** start of Extracted text **

# Need Help With Arm And Leg Extensions



## Eagle Frankenstein19 (May 22, 2008)

I am making a costume this year (of coarse), and am in need of some advice. I need to make my arms and legs look longer. Any ideas are welcome. I don't have to walk, though if I could that would be awesome, and don't need to grab things either. Any way for my arms and legs to be extended would be great.


----------



## Eagle Frankenstein19 (May 22, 2008)

I've researched a little into painter's stilts, but they're past my budget unless I can find a tutorial on how to make your own. Any ideas?


----------



## Off the Chain Shane (Feb 13, 2010)

*Giant Hands*

I found these on the internet and also saw a pair in person. They have PVC inside to grip and cover your forearm. They will make your arm extend two feet longer. Very nice product at around $40-60 dollars. They are made by Don Post. I have been doing a lot of reserch on this also. Hope this helps.


----------



## Off the Chain Shane (Feb 13, 2010)

*Link*

Forgot to add the link.

http://www.badplanet.com/asp/itemlist.asp?T=I&K=handsgiant


----------



## Eagle Frankenstein19 (May 22, 2008)

** end of Extracted text **
** start of Given entries **

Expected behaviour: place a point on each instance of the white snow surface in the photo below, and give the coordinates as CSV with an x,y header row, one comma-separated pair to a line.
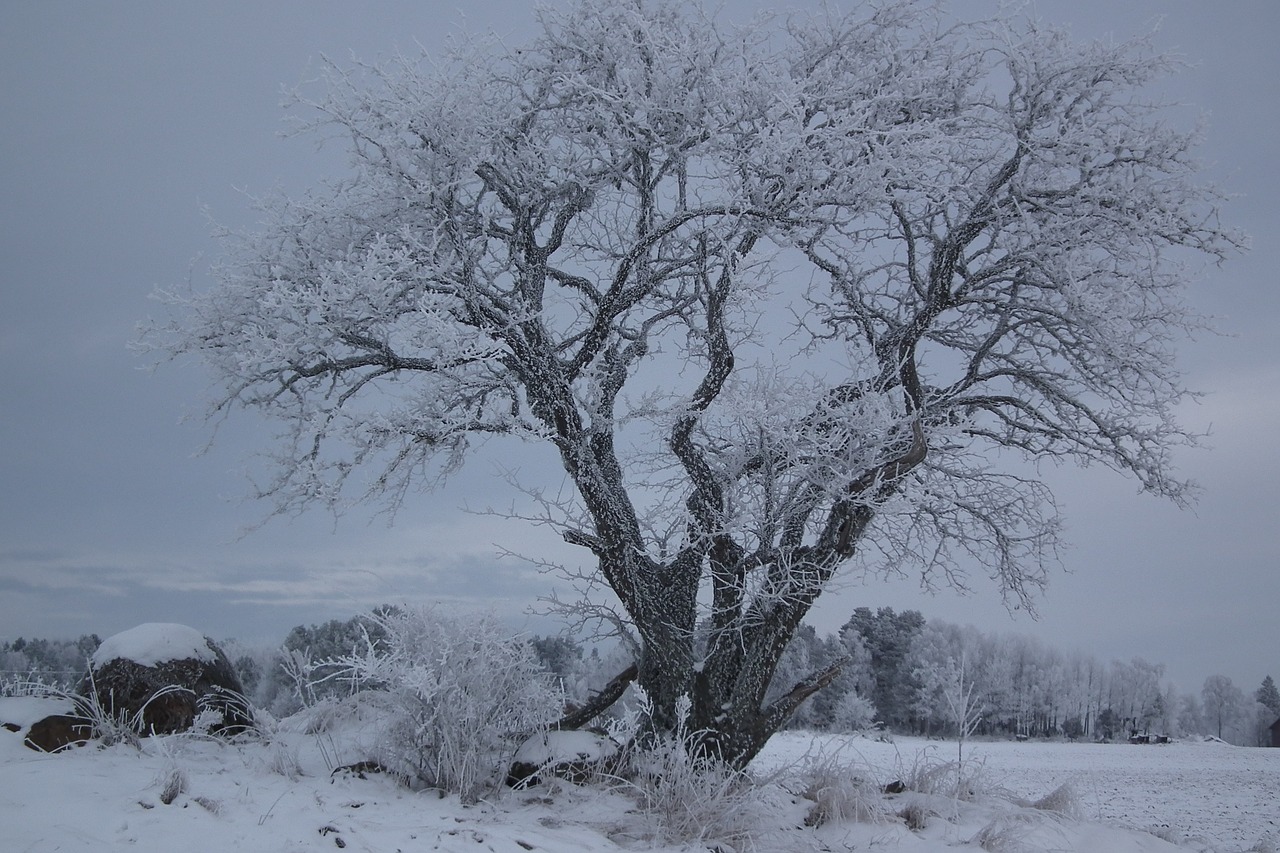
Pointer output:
x,y
152,643
277,793
553,747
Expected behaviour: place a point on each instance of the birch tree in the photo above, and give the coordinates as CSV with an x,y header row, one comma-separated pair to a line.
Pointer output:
x,y
781,297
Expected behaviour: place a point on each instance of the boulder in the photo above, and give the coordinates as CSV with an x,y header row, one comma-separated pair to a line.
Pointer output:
x,y
160,676
576,756
58,731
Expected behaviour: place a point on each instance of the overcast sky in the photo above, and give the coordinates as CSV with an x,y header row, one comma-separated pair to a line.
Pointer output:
x,y
122,123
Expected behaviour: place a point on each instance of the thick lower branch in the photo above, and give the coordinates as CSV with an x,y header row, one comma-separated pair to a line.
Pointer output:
x,y
600,701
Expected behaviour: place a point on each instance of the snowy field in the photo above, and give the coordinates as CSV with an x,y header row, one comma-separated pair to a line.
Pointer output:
x,y
277,794
1205,796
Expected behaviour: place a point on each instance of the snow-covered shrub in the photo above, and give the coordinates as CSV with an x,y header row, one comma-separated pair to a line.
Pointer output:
x,y
1060,801
460,692
839,789
690,797
851,712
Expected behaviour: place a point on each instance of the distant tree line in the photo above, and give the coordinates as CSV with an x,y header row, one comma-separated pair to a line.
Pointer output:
x,y
901,673
60,664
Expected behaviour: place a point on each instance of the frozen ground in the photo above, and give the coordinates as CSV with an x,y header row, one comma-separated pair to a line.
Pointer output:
x,y
278,796
1202,794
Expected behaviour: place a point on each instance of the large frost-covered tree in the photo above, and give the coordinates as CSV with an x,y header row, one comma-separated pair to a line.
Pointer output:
x,y
780,297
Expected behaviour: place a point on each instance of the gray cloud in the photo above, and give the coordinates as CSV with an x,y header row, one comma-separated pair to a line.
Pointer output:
x,y
122,121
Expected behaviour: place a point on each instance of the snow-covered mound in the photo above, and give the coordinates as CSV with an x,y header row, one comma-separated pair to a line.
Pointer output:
x,y
154,643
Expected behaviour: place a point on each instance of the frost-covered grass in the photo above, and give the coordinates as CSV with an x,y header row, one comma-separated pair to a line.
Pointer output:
x,y
277,792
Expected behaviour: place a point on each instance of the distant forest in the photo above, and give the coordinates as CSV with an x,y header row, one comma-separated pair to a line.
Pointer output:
x,y
904,674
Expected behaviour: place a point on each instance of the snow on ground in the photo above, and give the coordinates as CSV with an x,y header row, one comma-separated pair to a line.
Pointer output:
x,y
277,794
1202,794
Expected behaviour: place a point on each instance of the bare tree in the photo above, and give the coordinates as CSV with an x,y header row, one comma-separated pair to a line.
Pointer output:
x,y
1224,702
778,296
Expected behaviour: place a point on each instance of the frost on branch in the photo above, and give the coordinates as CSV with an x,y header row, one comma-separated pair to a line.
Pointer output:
x,y
780,296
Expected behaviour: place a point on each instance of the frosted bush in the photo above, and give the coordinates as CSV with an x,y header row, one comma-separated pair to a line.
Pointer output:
x,y
688,796
461,693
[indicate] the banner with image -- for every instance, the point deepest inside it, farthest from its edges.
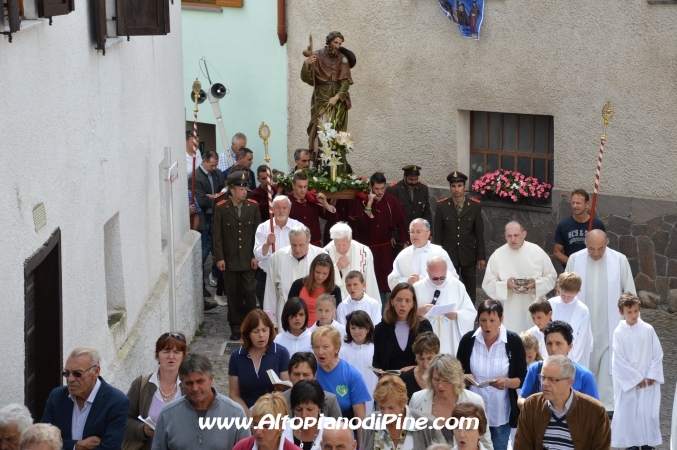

** end of Given entries **

• [Complete the following]:
1. Reproduce the forum thread on arm and leg extensions from "# Need Help" to "would be great.", substituting "outfit" for "costume".
2. Carry the forum thread on arm and leg extensions forward from its final line.

• [Task answers]:
1.
# Need Help With Arm And Leg Extensions



## Eagle Frankenstein19 (May 22, 2008)

I am making a outfit this year (of coarse), and am in need of some advice. I need to make my arms and legs look longer. Any ideas are welcome. I don't have to walk, though if I could that would be awesome, and don't need to grab things either. Any way for my arms and legs to be extended would be great.

2.
Thanks! This does help. I might make my own off of this idea though, because it might be cheaper.


----------



## Eagle Frankenstein19 (May 22, 2008)

Here is a similar thread-
http://www.halloweenforum.com/halloween-costume-ideas/48946-leg-arm-extensions.html


----------



## Empty_W (Apr 28, 2009)

I've seen a lot of painters stilts available on craigslist and I've seen crutches used to extend the arms


----------



## piraticalstyle (Sep 1, 2009)

Depending on the final look of the costume you are going for, I recommend 5 gallon Home Depot buckets with ski boots bolted to the bottoms. They are really sturdy. Great way to add a bit of height without much cost.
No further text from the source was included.